> Aim:
Reproduce each line exactly.

> Task inputs:
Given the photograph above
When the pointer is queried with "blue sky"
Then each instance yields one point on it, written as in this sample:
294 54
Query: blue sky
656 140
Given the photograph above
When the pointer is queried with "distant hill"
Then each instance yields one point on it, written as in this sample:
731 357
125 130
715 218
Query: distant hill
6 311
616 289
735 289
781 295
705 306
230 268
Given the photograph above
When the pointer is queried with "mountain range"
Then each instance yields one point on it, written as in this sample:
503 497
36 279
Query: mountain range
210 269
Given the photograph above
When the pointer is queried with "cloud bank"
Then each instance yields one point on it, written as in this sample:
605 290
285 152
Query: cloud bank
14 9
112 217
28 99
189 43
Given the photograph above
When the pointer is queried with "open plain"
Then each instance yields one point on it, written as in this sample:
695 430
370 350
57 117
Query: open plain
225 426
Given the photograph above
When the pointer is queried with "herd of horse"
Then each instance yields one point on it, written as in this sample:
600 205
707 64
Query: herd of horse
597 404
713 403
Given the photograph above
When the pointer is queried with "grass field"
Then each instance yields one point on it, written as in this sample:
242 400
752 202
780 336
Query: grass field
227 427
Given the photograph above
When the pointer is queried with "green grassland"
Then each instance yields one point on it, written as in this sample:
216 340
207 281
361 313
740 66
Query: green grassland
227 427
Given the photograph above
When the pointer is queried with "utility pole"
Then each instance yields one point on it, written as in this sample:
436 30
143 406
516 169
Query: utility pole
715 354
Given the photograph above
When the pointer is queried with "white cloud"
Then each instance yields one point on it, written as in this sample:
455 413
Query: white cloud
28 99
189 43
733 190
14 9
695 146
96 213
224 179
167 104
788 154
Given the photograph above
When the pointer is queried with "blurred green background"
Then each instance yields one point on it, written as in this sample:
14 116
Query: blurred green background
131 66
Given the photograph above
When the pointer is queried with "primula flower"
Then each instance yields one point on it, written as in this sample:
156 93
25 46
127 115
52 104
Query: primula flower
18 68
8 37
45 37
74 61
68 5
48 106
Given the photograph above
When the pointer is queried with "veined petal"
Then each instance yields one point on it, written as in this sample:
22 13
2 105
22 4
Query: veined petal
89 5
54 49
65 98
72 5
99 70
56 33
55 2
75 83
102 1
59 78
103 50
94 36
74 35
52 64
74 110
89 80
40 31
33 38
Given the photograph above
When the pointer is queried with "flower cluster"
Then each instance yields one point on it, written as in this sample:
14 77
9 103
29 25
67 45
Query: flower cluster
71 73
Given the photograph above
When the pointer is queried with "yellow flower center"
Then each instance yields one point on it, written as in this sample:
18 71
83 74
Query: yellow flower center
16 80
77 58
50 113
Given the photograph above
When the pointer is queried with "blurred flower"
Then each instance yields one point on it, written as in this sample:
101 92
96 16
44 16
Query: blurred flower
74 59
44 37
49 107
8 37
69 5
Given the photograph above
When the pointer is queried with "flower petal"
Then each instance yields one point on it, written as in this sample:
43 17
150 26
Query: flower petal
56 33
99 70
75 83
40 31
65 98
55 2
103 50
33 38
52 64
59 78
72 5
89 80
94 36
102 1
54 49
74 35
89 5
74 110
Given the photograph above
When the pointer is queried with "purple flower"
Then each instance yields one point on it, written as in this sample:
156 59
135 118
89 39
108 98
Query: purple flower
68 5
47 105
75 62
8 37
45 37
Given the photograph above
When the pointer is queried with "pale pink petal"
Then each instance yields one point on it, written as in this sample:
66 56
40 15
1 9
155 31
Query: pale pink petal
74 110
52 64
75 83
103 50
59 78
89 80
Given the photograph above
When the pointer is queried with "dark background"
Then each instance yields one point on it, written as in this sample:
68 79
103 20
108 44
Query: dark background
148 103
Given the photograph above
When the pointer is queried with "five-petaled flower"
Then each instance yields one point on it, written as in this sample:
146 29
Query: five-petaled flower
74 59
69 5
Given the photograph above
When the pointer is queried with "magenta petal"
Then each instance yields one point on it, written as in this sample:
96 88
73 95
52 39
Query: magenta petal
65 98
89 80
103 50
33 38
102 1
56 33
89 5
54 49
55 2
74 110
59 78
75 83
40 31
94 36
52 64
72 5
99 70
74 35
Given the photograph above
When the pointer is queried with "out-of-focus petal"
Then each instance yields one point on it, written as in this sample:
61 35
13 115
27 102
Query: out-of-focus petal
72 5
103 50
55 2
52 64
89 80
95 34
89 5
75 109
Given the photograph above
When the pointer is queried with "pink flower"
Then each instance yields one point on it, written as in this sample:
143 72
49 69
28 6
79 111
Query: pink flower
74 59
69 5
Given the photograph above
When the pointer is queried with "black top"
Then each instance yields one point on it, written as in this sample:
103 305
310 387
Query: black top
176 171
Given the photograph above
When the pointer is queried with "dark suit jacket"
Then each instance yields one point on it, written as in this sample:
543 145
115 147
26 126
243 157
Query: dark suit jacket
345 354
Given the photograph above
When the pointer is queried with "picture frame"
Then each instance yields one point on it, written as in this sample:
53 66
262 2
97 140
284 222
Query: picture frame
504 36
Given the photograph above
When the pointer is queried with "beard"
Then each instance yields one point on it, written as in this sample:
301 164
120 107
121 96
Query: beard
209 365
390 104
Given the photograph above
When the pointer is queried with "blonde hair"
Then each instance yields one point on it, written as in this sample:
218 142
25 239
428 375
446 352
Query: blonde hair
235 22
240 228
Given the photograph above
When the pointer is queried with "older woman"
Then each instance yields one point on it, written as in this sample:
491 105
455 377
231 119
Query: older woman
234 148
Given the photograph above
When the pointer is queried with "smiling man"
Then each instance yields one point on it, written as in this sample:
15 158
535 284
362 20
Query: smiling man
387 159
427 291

> Written answer:
Given the photograph above
When the pointer is queried with "blue sky"
Then each instance yields one point on it, written as in this sample:
294 54
Query: blue sky
656 140
Given the photograph above
When the pointer is queried with "distant hill"
Then each instance yields one point on it, written as in this sample:
731 357
125 130
715 218
Query: distant hill
6 311
616 289
735 289
781 295
705 306
230 268
Given the photograph above
When the pointer is queried with "mountain range"
Then each instance yields one point on it, written as in this sample:
503 497
36 279
Query: mountain range
210 269
Given the photograph above
When the pointer is queried with "cloud bank"
Then each instance yields one point on it, written as in this sample:
605 290
285 152
Query: cloud bank
14 9
112 217
28 99
189 43
Given the photograph above
When the pointer is queried with "open plain"
Then each instance yields one point on it, written as in this sample:
695 430
370 350
57 117
Query: open plain
225 426
Given the photograph above
When the pointer is queried with "herd of horse"
Then each instance yields one point on it, written as in this sample:
600 205
707 64
Query: herd of horse
597 404
713 403
Given the photograph above
When the pointer is queried with "grass field"
Then each instance yields one point on it, written as in this sample:
242 400
752 202
780 336
Query: grass field
227 427
Given the photograph above
When the pointer is queried with "green grassland"
Then each instance yields one point on it, written as in this sample:
216 340
207 281
361 313
740 66
Query: green grassland
227 427
Given the photograph above
When the pointer is queried with "utility pole"
Then each instance yields one point on it, written as in this sample:
436 30
143 406
516 169
Query: utility pole
715 354
Given the photograph above
When the pointer is queried with "white cloud"
Then each instance yields one point on it, written as in this sample:
455 413
Query: white cloud
28 99
189 43
733 190
14 9
695 146
96 213
224 179
167 104
788 154
Given the photograph above
When the pointer is queried with "blurred green background"
Then each instance yields one point on it, written as in this sample:
14 116
Query: blurred green background
131 66
Given the photograph above
When the pointer is queried with "primula flower"
Then each instance yields one point on it, written as in this sample:
156 93
25 46
127 115
52 104
Query: primula flower
18 68
8 37
45 37
74 61
68 5
48 106
Given the photograph above
When the pointer is queried with "veined petal"
Then each instance yields one point on it, written as in this sample:
22 13
2 105
22 4
Query: veined petal
89 5
54 49
65 98
72 5
99 70
56 33
55 2
75 83
102 1
59 78
103 50
94 36
74 35
52 64
74 110
89 80
40 31
33 38
Given the photograph above
When the pointer is queried with "flower cluster"
Then each instance yields one point on it, written as in this sample:
14 77
9 103
29 25
67 45
Query: flower cluster
71 73
Given the photograph above
When the pointer is queried with "yellow flower center"
Then each instance yields one point on it, written as in this sample:
18 71
83 74
Query: yellow flower center
16 80
77 58
50 113
Given the photograph above
When the pointer is queried with "blurred flower"
Then each instance yields one point on it, written as in this sample:
101 92
96 16
44 16
Query: blurred flower
74 59
44 37
49 107
8 37
69 5
Given the photograph above
When the pointer is queried with "flower petal"
Then each instance yields one point on it, written as in this sample:
43 17
150 26
Query: flower petal
56 33
99 70
75 83
40 31
65 98
55 2
103 50
33 38
52 64
59 78
72 5
89 80
94 36
102 1
54 49
74 35
89 5
74 110
Given the photograph above
When the pointer is queried with "purple flower"
Then each instance yields one point on it, written as in this sample:
156 59
135 118
89 39
108 98
Query: purple flower
68 5
47 105
75 62
8 37
45 37
Given the photograph above
When the pointer is queried with "pale pink petal"
Then each instance yields one point on it, written as in this sample:
66 56
40 15
1 9
155 31
Query: pale pink petal
74 110
52 64
75 83
103 50
59 78
89 80
Given the photograph above
When the pointer is queried with "dark background"
Then each instance yields one point on it, written as in this sample:
68 79
103 20
108 44
Query: dark background
148 103
Given the photograph above
When the pointer is queried with "five-petaled flower"
Then each instance yields one point on it, written as in this sample:
146 29
Query: five-petaled flower
74 59
69 5
Given the photograph above
When the pointer is queried with "magenta petal"
Then each instance yields one point on it, written as in this sample:
96 88
73 95
52 39
Query: magenta petal
65 98
89 80
103 50
33 38
102 1
56 33
89 5
54 49
55 2
74 110
59 78
75 83
40 31
94 36
52 64
72 5
99 70
74 35
Given the photograph above
When the pointer is queried with "out-of-focus petal"
Then each instance yields one point on it, written as in this sample:
61 35
13 115
27 102
Query: out-of-focus petal
72 5
103 50
55 2
52 64
89 80
95 34
89 5
75 109
Given the photograph above
When the pointer is queried with "pink flower"
Then each instance yields one point on it, written as in this sample:
143 72
49 69
28 6
79 111
Query: pink flower
74 59
69 5
Given the photograph above
When the pointer is queried with "black top"
Then each instance yields one point on it, written as in this sample:
103 305
310 387
Query: black top
176 171
Given the photograph above
When the pointer is queried with "dark suit jacket"
Then each instance yields one point on it, written as in this sample:
543 145
115 147
26 126
243 157
Query: dark suit jacket
345 354
Given the photograph above
When the pointer is queried with "picture frame"
Then each instance yields one point on it, written as in this sample:
53 66
262 2
97 140
284 222
Query: picture frame
504 36
Given the photograph above
When the pointer is queried with "beard"
Then each instance yields one point on it, written as in this sample:
301 164
120 107
121 96
Query: beard
209 365
390 104
Given the photograph above
When the pointer is queried with "blonde hair"
Then each instance yields one point on it, written as in this sample:
218 142
25 239
428 375
446 352
Query: blonde hair
235 22
240 228
Given the photograph above
When the pointer is queried with "older woman"
Then each instance yields one point on it, written as in this sample:
491 105
455 377
231 119
Query: older woman
234 148
Given the photograph above
When the pointer is queried with "smiling man"
Then each instance yields one point on it, written as in this sample:
15 158
535 284
362 20
Query: smiling man
387 159
427 291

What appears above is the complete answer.